EXTRACTED TEXT →
---+---

At the 8th Central Committee’s 6th Plenary Meeting held in December 2022, General Secretary Kim Jong-un expressed his perception of the global situation, stating, “The international relations structure is clearly shifting to a ‘new Cold War’ system, and the trend of multipolarization is accelerating.” Amidst the ongoing discussions of a new Cold War, driven by the U.S.-China conflict and Russia’s invasion of Ukraine on the global political stage, North Korea is also participating. This paper aims to examine North Korea’s perception, intentions, and implications regarding the global political order. Specifically, it seeks to analyze North Korea’s understanding of the frequently invoked concepts of the new Cold War and multipolarization.

North Korea's Foreign Policy Perceptions During the Cold War and Post-Cold War Era

During the Cold War, North Korea fundamentally assessed the international situation through a dichotomous lens of "the Free World versus the reactionary forces." It viewed the competition as being between the U.S.-led Free World and the "international democratic camp" centered around the Soviet Union. However, with the onset of the Sino-Soviet split in the 1960s, North Korea established its Juche ideology, emphasizing self-reliance, while simultaneously pursuing a policy of "realpolitik" through pendulum diplomacy between China and the Soviet Union. The 5th Party Congress held in November 1970 articulated the principles of North Korea's foreign policy. It criticized "modern revisionism" deviating from Marxism-Leninism, "dogmatism" emphasizing dogma without scientific consideration, and "great power chauvinism" reflecting imperial characteristics, thereby proclaiming the principles of an independent foreign policy based on the Juche ideology.

With the advent of the post-Cold War era, Kim Jong-il further emphasized self-reliance in foreign policy and introduced the policy of Songun (military-first). He justified this by instilling a sense of crisis, arguing that U.S.-led forces, including South Korea, could militarily pressure and preemptively attack North Korea, thereby invoking a "besieged mentality." This worldview was utilized to overcome the collapse of socialism and the hardships of the 1990s.

The Kim Jong-un Era

North Korea's perception of the external environment in the early years of Kim Jong-un's rule did not significantly differ from previous periods. It expressed animosity towards imperialist forces led by the United States and presented self-reliance as the core ideology of its foreign strategy. However, the principles of friendship and peace, which are posited alongside self-reliance in North Korea's foreign policy, have shown some changes depending on the time and circumstances. In joint New Year's editorials published in 2012-2013 after the launch of the Kim Jong-un regime, emphasis was placed on "friendly relations with all countries that respect our sovereignty." Concurrently, an attitude was expressed that North Korea "cannot sit at a negotiation table with those who brandish nuclear weapons at us."

---+---

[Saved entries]
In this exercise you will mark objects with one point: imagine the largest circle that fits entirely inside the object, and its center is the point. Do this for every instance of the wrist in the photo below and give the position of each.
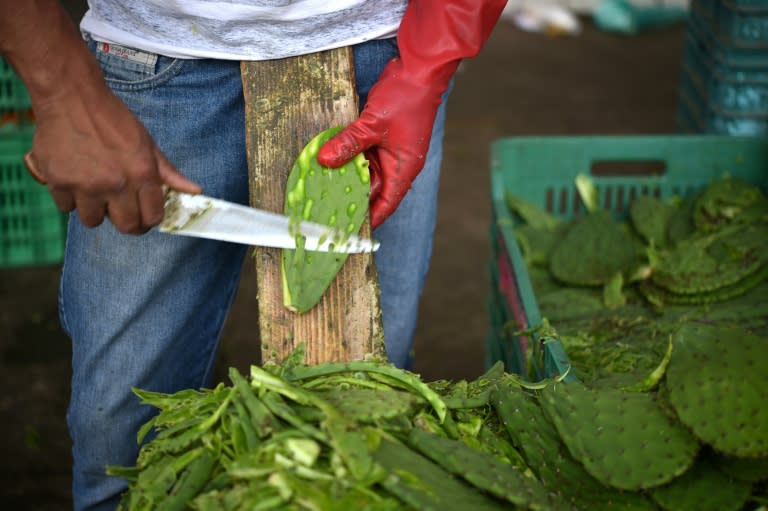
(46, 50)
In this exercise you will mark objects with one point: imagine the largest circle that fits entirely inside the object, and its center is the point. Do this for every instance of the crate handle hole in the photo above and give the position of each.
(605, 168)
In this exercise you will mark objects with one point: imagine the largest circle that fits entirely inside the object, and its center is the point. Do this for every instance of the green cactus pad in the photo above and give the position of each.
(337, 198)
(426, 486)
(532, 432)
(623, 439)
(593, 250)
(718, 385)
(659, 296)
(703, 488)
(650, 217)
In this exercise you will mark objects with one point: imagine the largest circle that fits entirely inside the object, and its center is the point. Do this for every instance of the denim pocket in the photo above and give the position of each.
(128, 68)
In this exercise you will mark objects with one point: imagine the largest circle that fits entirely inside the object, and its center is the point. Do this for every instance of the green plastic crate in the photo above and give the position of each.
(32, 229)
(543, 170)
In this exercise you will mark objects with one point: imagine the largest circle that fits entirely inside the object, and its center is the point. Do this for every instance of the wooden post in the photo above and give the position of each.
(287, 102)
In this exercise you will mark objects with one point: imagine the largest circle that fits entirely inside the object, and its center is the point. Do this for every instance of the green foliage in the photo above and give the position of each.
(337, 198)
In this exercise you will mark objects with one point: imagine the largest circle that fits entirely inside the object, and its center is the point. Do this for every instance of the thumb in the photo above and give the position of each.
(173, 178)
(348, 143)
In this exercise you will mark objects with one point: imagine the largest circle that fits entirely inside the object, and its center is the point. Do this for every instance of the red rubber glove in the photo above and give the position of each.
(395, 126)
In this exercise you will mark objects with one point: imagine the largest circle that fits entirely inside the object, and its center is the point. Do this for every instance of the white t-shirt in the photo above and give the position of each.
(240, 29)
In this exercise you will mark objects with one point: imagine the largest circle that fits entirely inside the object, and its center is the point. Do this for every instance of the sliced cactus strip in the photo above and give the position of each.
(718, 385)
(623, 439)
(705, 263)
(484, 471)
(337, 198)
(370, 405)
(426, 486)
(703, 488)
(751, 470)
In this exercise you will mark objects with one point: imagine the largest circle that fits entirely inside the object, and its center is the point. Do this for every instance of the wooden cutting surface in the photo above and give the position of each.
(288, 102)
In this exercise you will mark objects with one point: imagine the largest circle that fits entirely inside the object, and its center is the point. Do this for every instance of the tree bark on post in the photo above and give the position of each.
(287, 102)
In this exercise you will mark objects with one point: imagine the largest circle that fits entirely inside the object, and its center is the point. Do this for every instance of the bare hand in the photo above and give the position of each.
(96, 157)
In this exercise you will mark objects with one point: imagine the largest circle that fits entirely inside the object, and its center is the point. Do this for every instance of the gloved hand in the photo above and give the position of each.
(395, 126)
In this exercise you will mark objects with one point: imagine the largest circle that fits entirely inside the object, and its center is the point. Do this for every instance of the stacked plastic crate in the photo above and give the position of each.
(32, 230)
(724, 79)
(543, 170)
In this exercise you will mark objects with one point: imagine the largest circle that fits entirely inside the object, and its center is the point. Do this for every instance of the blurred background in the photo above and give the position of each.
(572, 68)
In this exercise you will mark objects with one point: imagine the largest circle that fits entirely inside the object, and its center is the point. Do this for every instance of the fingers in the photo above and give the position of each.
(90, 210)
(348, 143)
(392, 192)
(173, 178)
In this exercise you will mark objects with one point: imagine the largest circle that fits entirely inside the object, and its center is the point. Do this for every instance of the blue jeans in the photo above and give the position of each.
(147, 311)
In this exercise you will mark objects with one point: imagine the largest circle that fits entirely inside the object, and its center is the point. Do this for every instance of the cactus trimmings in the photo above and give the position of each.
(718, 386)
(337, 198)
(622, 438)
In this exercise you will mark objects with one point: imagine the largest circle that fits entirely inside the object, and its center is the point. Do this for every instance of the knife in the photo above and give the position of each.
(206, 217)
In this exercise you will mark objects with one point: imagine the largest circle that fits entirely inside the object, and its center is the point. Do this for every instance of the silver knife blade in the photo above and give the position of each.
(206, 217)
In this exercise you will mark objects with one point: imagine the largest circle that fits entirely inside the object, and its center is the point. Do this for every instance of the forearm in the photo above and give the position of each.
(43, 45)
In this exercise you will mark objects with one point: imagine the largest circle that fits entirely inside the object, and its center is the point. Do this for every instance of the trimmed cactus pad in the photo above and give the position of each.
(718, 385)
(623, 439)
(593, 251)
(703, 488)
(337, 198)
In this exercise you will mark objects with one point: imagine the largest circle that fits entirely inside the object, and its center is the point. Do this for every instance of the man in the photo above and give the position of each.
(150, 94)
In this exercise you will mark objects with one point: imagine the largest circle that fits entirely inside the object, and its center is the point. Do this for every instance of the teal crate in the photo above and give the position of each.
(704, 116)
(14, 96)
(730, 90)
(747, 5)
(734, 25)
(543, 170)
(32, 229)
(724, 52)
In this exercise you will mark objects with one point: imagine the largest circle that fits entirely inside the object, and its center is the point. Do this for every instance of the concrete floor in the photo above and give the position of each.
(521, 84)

---+---

WHAT YOU ARE ASKED TO DO → Repeat the part of the passage on North Korea's foreign policy starting with "At the 8th Central" and going on through "War and multipolarization.".

YOUR RESPONSE →
At the 8th Central Committee’s 6th Plenary Meeting held in December 2022, General Secretary Kim Jong-un expressed his perception of the global situation, stating, “The international relations structure is clearly shifting to a ‘new Cold War’ system, and the trend of multipolarization is accelerating.” Amidst the ongoing discussions of a new Cold War, driven by the U.S.-China conflict and Russia’s invasion of Ukraine on the global political stage, North Korea is also participating. This paper aims to examine North Korea’s perception, intentions, and implications regarding the global political order. Specifically, it seeks to analyze North Korea’s understanding of the frequently invoked concepts of the new Cold War and multipolarization.